**QUESTIONS TO ANSWER:**
(a) In the case summary, translate this sentence into Spanish: "A hiring supervisor told a panel member McHale’s sick leave motivated the decision."
(b) Copy the case summary word for word from "- McHale filed" to "motivated the decision.".

**EXCERPT TO READ:**
################

41 F.4th 866
7th Cir.2022Background
- McHale worked as a VA pharmacy technician; side effects from diabetes medication in 2014 affected her attendance. Her supervisor reduced her rating and issued a sick-leave restriction.
- McHale filed a union grievance complaining about the sick-leave restriction and later applied for multiple promotions (Dec 2014 and later) and was not selected. A hiring supervisor told a panel member McHale’s sick leave motivated the decision.
- McHale made informal and formal EEOC complaints (Jan and Apr 2015) alleging unfair treatment and reprisal tied to sick-leave restrictions and prior grievance activity; she never alleged disability discrimination or a failure-to-accommodate in the administrative filings.
- The agency investigated, issued an adverse final agency decision in Jan 2017, and McHale sued under the Rehabilitation Act alleging disability, failure to accommodate, hostile work environment, and retaliation.
- The district court granted summary judgment: it held the disability and accommodation claims were unexhausted, hostile-work-environment claims lacked support, and retaliation failed for lack of comparators.
- The Seventh Circuit affirmed summary judgment on retaliation, but vacated and remanded to direct the district court to dismiss McHale’s disability and accommodation claims without prejudice for failure to exhaust administrative remedies.

################

**STORED DATA:**
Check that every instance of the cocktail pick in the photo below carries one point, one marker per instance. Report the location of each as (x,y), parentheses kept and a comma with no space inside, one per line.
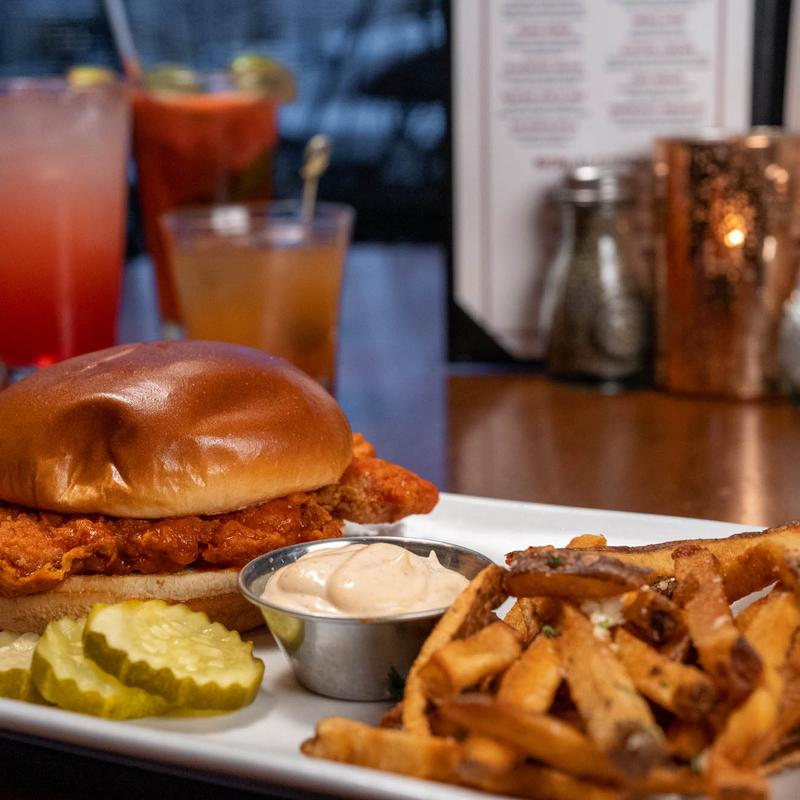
(121,32)
(316,158)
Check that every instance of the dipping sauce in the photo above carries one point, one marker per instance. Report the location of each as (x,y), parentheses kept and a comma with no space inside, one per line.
(364,580)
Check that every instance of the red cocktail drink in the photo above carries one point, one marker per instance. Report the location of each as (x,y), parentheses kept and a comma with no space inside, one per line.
(62,212)
(199,148)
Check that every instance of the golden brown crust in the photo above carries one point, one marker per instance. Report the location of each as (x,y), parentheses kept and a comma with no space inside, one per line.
(165,429)
(213,591)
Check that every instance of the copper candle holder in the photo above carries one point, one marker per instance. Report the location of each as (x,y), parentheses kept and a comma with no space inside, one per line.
(726,262)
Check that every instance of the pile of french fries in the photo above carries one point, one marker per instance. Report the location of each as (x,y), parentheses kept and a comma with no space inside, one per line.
(617,673)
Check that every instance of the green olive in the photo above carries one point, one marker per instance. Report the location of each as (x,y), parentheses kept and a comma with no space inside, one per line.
(256,73)
(172,78)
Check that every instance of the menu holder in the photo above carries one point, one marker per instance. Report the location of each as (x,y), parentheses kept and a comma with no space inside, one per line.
(540,87)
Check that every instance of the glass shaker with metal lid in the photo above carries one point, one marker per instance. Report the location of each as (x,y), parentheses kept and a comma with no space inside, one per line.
(595,314)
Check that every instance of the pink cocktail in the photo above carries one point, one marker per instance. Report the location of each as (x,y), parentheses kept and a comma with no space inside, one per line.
(62,215)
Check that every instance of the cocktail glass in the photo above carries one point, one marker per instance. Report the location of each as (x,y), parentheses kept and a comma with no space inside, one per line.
(211,144)
(261,275)
(63,190)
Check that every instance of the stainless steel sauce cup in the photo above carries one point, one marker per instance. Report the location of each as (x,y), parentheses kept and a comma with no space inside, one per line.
(345,657)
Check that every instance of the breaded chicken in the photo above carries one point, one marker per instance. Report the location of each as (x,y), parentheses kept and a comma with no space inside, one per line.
(38,550)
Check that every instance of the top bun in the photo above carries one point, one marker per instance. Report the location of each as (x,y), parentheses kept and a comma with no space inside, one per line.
(167,429)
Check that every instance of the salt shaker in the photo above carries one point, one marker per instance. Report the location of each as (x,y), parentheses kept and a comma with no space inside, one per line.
(595,313)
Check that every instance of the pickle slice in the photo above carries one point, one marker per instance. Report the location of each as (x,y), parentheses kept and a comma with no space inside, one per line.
(172,651)
(67,678)
(16,652)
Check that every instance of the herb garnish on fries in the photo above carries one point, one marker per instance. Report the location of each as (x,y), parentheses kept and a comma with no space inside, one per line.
(618,673)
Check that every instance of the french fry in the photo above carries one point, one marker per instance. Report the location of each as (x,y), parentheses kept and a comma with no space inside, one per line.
(532,681)
(658,557)
(727,692)
(544,737)
(539,783)
(782,760)
(481,754)
(758,566)
(789,712)
(686,740)
(351,742)
(670,780)
(748,614)
(463,663)
(727,781)
(680,688)
(471,610)
(588,541)
(573,574)
(656,617)
(723,651)
(751,730)
(529,614)
(618,719)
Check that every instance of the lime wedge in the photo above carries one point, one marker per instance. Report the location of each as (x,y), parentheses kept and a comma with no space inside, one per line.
(16,652)
(256,73)
(174,652)
(90,75)
(67,678)
(172,78)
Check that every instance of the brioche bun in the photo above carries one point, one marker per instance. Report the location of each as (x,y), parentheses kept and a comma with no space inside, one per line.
(162,429)
(167,429)
(215,592)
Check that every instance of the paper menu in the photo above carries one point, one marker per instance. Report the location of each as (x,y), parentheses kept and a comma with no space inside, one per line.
(541,85)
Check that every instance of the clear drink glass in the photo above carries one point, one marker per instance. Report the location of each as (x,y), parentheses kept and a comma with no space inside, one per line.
(63,190)
(260,275)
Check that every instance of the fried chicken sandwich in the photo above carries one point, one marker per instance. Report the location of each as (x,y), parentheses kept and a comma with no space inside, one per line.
(159,469)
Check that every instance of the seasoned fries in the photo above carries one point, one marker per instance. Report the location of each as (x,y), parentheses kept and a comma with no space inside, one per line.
(723,651)
(572,573)
(465,662)
(618,719)
(618,673)
(682,689)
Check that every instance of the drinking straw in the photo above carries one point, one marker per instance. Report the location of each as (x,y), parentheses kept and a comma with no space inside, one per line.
(121,31)
(316,158)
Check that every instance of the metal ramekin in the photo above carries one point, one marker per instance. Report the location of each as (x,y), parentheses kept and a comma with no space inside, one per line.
(345,657)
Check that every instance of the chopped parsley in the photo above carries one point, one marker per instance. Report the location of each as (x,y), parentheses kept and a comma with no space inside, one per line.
(549,631)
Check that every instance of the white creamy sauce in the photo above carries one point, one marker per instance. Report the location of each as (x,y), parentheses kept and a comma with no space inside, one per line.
(364,580)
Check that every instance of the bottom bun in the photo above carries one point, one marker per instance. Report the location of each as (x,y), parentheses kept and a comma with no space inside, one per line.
(216,592)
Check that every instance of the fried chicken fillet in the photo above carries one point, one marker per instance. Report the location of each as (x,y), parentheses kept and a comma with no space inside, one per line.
(158,469)
(39,550)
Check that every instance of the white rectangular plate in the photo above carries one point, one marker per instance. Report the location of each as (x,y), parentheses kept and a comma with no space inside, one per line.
(260,743)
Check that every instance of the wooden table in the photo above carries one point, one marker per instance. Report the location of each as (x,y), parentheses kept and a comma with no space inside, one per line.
(490,432)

################

**SOLUTIONS BY TASK:**
(a) Un supervisor de contratación le dijo a un miembro del panel que la licencia por enfermedad de McHale motivó la decisión.

(b)
- McHale filed a union grievance complaining about the sick-leave restriction and later applied for multiple promotions (Dec 2014 and later) and was not selected. A hiring supervisor told a panel member McHale’s sick leave motivated the decision.